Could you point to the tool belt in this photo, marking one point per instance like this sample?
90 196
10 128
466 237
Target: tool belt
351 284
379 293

WORK REQUEST:
Each record must be repeated exactly as it appears above.

RESULT BELOW:
Could you point to the tool belt in this photo, marking one point per instance like this sample?
90 196
10 128
466 237
Target: tool belt
351 284
379 293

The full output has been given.